> [WHAT IS EXPECTED]
Pick up the news report on a Canadian researcher's method for keeping salmonella out of tomatoes, continuing it from its final sentence about sanitizers; the rows come after it.

> [DOCUMENT EXCERPT]
(June 18, 4:07 p.m.) As U.S. health officials continue to search for the source of salmonella that has sickened consumers across the country who ate raw tomatoes, a Canadian researcher may be close to finding the answer for stopping the next outbreak.

Keith Warriner, research scientist in the department of food science at the University of Guelph, Ontario, Canada, claims to have discovered a method to eliminate salmonella by combining a bacterium naturally found on tomatoes with viruses that can prevent the pathogen from establishing itself in the plant.

The most critical time that a tomato plant can be contaminated is during the flowering stage, Warriner said. Therefore, his solution for eliminating the pathogen from tomatoes focuses on that.

“When we put salmonella on these flowers, several weeks later, we not only found salmonella on the surface of the tomato, but in its tissue,” he said.

The significance of this, he said, is once the salmonella is inside the fruit, no amount of washing or sanitizers will kill it.

He said some have suggested using bleach or other sanitizers in the fields on the plants to kill all bacteria.

> [DATA TO EXAMINE]
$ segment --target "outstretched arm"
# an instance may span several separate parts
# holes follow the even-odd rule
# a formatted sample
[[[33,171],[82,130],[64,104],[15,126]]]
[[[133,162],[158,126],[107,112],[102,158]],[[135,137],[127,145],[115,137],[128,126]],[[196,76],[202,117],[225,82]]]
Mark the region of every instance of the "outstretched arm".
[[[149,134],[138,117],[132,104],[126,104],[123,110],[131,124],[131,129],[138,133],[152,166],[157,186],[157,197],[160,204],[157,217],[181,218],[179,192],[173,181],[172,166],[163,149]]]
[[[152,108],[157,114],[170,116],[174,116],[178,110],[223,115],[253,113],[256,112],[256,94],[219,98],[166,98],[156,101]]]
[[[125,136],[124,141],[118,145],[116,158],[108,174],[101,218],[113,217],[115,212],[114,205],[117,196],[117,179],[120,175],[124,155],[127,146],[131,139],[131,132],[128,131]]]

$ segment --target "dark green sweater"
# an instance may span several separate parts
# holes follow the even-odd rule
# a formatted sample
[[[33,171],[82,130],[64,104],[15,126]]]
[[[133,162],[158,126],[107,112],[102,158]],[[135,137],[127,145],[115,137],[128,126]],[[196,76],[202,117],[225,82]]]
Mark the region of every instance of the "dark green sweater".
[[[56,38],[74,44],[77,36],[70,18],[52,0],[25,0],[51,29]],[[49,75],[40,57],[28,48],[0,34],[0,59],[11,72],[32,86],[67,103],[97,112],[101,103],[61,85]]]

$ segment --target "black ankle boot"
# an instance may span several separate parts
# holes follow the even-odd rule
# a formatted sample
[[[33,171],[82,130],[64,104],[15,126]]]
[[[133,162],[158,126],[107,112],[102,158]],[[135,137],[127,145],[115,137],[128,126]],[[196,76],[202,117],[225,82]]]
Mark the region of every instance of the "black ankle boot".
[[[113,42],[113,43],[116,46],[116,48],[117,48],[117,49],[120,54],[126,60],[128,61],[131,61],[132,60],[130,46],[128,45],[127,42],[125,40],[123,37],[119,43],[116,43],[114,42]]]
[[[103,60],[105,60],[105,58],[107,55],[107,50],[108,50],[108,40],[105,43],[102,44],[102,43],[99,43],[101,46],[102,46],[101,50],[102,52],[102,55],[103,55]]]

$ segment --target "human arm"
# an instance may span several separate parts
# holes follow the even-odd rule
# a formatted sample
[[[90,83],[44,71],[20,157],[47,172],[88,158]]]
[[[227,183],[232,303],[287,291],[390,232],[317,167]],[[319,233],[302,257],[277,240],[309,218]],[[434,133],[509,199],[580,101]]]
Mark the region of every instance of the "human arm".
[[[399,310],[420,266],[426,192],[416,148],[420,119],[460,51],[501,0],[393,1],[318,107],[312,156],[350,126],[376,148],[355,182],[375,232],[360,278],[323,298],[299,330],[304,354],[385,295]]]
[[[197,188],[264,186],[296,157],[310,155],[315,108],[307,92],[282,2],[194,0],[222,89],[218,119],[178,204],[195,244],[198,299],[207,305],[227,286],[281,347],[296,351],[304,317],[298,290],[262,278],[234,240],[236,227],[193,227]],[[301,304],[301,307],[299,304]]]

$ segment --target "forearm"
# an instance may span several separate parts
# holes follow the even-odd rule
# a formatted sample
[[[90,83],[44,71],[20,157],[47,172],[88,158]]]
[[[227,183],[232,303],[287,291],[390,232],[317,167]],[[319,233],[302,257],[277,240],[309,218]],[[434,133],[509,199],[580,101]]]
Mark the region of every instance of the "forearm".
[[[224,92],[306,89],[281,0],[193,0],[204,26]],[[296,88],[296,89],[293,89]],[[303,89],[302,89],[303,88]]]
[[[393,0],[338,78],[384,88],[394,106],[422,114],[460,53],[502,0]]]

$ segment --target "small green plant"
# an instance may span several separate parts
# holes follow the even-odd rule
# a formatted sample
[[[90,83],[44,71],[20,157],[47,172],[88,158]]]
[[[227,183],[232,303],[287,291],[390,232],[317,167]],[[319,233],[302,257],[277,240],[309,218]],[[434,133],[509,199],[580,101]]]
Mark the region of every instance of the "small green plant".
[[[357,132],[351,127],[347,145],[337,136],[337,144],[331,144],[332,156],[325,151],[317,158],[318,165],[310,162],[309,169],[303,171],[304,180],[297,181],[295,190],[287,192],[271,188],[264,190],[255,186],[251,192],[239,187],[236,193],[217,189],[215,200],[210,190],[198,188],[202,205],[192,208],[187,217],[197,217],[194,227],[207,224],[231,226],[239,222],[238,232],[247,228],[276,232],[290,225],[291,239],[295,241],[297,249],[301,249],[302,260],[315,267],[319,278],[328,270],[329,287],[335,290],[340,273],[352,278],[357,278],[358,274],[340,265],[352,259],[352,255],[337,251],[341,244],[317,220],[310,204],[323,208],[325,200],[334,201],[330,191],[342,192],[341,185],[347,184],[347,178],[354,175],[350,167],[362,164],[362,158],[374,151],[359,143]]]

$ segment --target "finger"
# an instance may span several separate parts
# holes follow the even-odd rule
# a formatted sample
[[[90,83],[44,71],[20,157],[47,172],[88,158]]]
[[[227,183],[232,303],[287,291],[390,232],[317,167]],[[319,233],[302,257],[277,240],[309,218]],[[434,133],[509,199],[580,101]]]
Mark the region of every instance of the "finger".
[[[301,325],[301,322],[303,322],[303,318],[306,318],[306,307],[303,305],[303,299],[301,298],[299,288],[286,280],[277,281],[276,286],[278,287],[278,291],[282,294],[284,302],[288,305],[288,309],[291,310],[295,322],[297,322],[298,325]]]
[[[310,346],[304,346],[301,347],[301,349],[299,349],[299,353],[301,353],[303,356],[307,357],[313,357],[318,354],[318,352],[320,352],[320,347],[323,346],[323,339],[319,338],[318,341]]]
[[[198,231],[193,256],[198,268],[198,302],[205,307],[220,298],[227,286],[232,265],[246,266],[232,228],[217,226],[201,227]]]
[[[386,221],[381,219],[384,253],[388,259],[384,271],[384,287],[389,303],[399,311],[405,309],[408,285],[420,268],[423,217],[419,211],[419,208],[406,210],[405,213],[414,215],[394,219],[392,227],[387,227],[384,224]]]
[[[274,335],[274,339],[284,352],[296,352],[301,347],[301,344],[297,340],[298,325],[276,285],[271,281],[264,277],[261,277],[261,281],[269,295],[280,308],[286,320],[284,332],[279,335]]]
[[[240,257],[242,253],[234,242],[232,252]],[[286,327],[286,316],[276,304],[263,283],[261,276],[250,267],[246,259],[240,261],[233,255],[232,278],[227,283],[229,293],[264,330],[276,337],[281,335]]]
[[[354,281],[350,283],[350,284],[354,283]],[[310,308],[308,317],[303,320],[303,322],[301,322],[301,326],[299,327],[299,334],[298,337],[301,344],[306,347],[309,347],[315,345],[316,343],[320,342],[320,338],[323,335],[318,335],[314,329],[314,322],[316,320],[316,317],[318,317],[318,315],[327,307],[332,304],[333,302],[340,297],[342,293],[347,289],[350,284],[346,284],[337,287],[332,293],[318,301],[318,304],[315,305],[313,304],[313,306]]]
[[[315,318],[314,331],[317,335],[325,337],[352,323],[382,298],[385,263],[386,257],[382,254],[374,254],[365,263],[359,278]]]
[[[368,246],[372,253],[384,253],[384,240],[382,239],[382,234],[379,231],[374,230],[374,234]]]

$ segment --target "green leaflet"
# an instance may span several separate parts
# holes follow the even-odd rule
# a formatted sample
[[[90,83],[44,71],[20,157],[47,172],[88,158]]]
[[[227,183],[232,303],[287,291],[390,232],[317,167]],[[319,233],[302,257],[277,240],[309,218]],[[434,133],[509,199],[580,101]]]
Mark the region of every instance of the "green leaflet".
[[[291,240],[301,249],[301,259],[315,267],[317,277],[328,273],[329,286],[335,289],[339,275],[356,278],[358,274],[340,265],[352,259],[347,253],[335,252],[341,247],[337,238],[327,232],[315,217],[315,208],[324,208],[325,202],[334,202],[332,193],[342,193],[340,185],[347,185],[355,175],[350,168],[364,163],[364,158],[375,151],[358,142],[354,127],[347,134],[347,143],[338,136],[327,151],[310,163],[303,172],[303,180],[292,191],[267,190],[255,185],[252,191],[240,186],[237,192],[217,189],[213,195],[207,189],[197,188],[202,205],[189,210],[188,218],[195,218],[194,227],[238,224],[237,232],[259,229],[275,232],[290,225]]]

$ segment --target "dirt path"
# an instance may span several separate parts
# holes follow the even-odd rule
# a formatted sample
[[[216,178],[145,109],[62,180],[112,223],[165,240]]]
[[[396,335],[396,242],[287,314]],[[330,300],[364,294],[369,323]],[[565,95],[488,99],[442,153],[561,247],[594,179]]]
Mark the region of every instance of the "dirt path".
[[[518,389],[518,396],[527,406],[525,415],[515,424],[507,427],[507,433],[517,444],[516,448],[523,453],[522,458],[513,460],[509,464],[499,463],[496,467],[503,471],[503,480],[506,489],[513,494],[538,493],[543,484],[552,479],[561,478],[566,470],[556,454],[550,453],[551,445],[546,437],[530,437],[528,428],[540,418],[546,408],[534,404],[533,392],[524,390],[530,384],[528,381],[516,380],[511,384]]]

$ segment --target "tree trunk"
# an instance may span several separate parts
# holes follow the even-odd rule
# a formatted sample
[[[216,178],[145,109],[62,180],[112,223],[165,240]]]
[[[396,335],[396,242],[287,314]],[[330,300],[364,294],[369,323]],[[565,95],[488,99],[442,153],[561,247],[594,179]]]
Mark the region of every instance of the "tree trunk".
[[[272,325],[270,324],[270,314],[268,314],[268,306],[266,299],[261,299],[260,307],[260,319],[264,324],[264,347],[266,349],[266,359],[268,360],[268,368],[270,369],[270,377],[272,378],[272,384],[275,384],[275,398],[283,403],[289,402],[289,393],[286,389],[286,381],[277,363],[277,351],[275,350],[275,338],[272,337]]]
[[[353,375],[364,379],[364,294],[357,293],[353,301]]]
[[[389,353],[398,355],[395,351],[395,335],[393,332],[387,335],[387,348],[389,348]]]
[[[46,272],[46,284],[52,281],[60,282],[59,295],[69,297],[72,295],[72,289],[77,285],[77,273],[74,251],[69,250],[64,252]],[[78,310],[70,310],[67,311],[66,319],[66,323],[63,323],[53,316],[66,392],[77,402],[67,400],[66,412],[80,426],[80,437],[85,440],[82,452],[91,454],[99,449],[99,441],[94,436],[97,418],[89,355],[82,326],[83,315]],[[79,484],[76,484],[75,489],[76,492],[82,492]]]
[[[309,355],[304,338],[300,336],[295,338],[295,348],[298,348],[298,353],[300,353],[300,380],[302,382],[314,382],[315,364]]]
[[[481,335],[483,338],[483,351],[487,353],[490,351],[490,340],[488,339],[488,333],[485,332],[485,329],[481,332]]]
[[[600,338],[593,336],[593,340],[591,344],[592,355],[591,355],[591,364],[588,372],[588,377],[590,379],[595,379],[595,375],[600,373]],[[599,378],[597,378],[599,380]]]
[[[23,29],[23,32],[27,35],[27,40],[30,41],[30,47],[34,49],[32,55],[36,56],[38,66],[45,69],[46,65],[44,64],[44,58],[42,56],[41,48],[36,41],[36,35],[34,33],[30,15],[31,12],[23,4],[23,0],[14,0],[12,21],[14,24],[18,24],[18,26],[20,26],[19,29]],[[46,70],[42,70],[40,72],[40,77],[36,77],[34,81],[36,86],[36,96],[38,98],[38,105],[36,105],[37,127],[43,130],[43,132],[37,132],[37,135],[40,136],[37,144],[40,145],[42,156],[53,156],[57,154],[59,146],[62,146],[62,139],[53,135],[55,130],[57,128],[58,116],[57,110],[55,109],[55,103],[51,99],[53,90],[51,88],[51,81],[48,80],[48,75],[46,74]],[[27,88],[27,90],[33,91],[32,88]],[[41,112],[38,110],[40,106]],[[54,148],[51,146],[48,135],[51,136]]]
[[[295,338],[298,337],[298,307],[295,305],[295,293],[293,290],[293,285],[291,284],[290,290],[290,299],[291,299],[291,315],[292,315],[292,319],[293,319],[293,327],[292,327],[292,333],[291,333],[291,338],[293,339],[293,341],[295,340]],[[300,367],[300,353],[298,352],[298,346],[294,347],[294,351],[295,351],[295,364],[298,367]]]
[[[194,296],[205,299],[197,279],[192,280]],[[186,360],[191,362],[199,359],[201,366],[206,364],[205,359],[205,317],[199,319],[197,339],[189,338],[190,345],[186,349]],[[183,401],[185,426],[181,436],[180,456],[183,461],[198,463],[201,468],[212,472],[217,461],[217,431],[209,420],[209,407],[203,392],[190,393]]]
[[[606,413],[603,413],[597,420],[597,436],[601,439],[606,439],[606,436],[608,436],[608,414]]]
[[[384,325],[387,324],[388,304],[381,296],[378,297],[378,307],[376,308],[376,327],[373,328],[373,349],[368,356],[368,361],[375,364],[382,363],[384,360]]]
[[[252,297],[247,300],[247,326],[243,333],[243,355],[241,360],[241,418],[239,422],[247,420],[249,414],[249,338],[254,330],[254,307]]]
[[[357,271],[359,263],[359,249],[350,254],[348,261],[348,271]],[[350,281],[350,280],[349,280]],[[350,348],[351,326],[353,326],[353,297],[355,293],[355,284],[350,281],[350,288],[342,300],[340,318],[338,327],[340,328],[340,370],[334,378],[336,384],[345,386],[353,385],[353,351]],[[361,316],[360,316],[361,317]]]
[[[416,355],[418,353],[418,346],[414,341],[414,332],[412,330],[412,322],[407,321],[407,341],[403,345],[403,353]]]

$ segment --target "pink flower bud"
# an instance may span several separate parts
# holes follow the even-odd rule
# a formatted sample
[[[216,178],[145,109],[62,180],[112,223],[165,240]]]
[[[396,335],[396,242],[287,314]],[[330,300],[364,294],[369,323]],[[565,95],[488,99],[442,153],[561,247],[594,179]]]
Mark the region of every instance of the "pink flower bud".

> [ANSWER BOX]
“The problem there is you kill the flowers and don’t want to kill all bacteria because sometimes we find good bacteria,” he said.

The study

Warriner and a graduate student inoculated tomatoes with salmonella, and when they tested the fruit, some were positive. In those testing negative, researchers found a bacterium called Enterobacter, a nonpathogen naturally present on tomatoes.

“We isolated a lot of Enterobacter from tomatoes and found some strains that were really good at inhibiting salmonella,” he said.

They mixed the Enterobacter with salmonella and using mung bean sprouts – because they germinate faster than tomatoes, shortening the time to study results. They discovered the mixture reduced the amount of salmonella, but did not kill all of it. Then they decided to attack the salmonella from two fronts.

“We had the idea of using bacteriaphage, which are viruses that infect bacteria,” he said.

He said by using a mixture of the Enterobacter and bacteriaphage that infected only salmonella, they were able to eliminate salmonella, while leaving “friendly bacteria” unaffected. “We can selectively kill the salmonella, where a sanitizer will kill everything,” he said.

He said the study proved conclusively that researchers could kill salmonella in mung beans. Now they have to see if it will work on tomatoes. Warriner is confident it will because the Enterobacter they used for the research was isolated from tomatoes, so in theory, it should work.

Field trials began June 16.

“We’re going to start trials on tomato plants by inoculating salmonella into the plants and hopefully prove the same affect,” he said June 13.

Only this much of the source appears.